··· Data ···

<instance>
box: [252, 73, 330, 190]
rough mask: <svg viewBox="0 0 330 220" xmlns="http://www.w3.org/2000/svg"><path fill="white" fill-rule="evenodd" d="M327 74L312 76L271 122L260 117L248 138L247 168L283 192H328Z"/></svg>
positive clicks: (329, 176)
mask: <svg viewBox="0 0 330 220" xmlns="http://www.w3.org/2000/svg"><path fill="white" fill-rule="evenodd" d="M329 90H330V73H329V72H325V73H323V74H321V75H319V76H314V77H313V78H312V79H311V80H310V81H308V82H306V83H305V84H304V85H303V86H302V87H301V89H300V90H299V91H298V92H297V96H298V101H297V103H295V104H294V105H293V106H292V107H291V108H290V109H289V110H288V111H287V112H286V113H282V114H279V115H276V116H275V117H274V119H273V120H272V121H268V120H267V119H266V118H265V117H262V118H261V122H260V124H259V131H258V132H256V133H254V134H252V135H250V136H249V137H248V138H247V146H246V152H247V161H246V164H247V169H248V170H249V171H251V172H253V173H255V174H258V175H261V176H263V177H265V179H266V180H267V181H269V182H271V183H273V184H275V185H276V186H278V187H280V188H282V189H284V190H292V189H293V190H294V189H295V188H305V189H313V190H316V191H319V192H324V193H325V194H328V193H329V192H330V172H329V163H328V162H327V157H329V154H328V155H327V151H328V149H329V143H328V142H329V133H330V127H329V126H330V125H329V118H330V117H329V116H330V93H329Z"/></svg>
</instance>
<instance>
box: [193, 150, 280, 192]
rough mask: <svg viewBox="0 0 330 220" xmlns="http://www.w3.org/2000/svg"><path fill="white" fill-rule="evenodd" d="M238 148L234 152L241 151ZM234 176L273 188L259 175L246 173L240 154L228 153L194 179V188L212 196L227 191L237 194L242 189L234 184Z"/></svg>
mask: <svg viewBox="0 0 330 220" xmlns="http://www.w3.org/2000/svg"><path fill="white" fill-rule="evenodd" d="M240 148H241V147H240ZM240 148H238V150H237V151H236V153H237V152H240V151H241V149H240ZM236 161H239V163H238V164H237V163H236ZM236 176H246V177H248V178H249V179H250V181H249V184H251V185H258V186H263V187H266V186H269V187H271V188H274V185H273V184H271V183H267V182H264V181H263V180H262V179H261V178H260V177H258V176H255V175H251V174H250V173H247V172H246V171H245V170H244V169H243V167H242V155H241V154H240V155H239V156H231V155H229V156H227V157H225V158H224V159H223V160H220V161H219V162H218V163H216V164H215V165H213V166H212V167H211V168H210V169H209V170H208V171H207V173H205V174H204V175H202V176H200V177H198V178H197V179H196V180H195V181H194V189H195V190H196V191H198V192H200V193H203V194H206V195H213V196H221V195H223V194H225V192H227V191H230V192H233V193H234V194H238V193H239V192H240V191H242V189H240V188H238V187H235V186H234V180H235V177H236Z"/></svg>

···

Without omitting anything, reproduce the whole of the data.

■ **Output**
<instance>
box: [252, 73, 330, 190]
rough mask: <svg viewBox="0 0 330 220" xmlns="http://www.w3.org/2000/svg"><path fill="white" fill-rule="evenodd" d="M327 74L312 76L271 122L260 117L248 138L247 168L283 192H328Z"/></svg>
positive clicks: (329, 176)
mask: <svg viewBox="0 0 330 220" xmlns="http://www.w3.org/2000/svg"><path fill="white" fill-rule="evenodd" d="M329 90H330V73H329V72H325V73H323V74H321V75H319V76H314V77H313V78H312V79H311V80H310V81H308V82H306V83H305V84H304V85H303V86H302V87H301V89H300V90H299V91H298V92H297V96H298V101H297V103H295V104H294V105H293V106H292V107H291V108H290V109H289V110H288V111H287V112H286V113H282V114H279V115H276V116H275V117H274V119H273V120H272V121H268V120H267V119H266V118H265V117H262V118H261V122H260V124H259V131H258V132H256V133H254V134H252V135H250V136H249V137H248V138H247V146H246V152H247V161H246V164H247V169H248V170H249V171H251V172H253V173H255V174H258V175H261V176H263V177H265V179H266V180H267V181H269V182H271V183H273V184H275V185H276V186H278V187H280V188H282V189H284V190H292V189H293V190H294V189H295V188H305V189H313V190H316V191H319V192H324V193H325V194H328V193H329V192H330V172H329V163H328V162H327V157H329V154H328V155H327V151H328V149H329V143H328V142H329V133H330V127H329V126H330V125H329V118H330V117H329V116H330V93H329Z"/></svg>
</instance>
<instance>
box: [193, 150, 280, 192]
rough mask: <svg viewBox="0 0 330 220" xmlns="http://www.w3.org/2000/svg"><path fill="white" fill-rule="evenodd" d="M238 148L234 152L241 151ZM234 176L273 188L259 175L246 173L240 154L228 153L194 179V188L212 196L227 191L237 194L242 189L234 184Z"/></svg>
mask: <svg viewBox="0 0 330 220" xmlns="http://www.w3.org/2000/svg"><path fill="white" fill-rule="evenodd" d="M240 148H241V147H240ZM240 148H238V150H237V151H236V153H237V152H240V151H241V149H240ZM236 161H239V163H238V164H237V163H236ZM236 176H246V177H248V178H249V179H250V181H249V184H251V185H258V186H263V187H266V186H269V187H271V188H274V185H273V184H271V183H267V182H264V181H263V180H262V179H261V178H260V177H258V176H255V175H251V174H250V173H247V172H246V171H245V170H244V169H243V167H242V155H241V154H240V155H239V156H231V155H229V156H227V157H225V158H224V159H223V160H220V161H219V162H218V163H216V164H215V165H213V166H212V167H211V168H210V169H209V170H208V171H207V173H205V174H204V175H202V176H200V177H198V178H197V179H196V180H195V181H194V189H195V190H196V191H198V192H200V193H203V194H206V195H213V196H221V195H223V194H225V192H227V191H230V192H233V193H234V194H238V193H239V192H240V191H242V189H240V188H238V187H235V186H234V180H235V177H236Z"/></svg>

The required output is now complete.